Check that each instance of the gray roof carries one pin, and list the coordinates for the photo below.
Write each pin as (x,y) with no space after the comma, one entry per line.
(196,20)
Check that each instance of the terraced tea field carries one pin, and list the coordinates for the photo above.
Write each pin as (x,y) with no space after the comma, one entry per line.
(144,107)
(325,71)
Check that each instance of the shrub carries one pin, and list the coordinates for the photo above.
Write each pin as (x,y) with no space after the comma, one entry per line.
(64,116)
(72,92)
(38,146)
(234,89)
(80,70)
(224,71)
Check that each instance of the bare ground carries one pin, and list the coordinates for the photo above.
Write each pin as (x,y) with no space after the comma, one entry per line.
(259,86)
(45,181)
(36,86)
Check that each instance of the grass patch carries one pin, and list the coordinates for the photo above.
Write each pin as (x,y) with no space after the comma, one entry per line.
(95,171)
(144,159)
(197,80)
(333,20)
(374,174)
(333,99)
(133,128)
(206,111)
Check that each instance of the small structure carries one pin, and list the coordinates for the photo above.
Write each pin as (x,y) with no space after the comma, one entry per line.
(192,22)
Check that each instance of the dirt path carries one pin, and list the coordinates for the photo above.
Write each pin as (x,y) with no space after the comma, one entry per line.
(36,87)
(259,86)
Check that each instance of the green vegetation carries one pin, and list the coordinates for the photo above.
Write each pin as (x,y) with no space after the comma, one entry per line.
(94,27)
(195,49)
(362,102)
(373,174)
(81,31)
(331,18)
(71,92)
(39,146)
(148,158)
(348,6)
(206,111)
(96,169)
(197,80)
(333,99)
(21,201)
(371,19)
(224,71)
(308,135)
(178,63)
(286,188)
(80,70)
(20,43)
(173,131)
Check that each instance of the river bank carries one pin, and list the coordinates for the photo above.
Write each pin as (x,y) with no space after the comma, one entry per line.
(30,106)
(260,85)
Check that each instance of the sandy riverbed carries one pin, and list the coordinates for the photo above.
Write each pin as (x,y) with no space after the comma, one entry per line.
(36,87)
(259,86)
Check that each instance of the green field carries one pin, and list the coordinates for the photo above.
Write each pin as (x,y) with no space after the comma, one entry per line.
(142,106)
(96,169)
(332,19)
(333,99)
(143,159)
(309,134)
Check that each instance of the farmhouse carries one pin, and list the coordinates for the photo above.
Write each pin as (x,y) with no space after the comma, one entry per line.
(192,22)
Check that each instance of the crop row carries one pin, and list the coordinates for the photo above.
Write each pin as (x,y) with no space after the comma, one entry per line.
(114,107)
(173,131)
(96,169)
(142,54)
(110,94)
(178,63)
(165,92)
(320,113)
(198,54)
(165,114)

+---+

● EXERCISE BRIEF
The answer should be one number: how many lines in the data contain the word "above".

● SOLUTION BELOW
12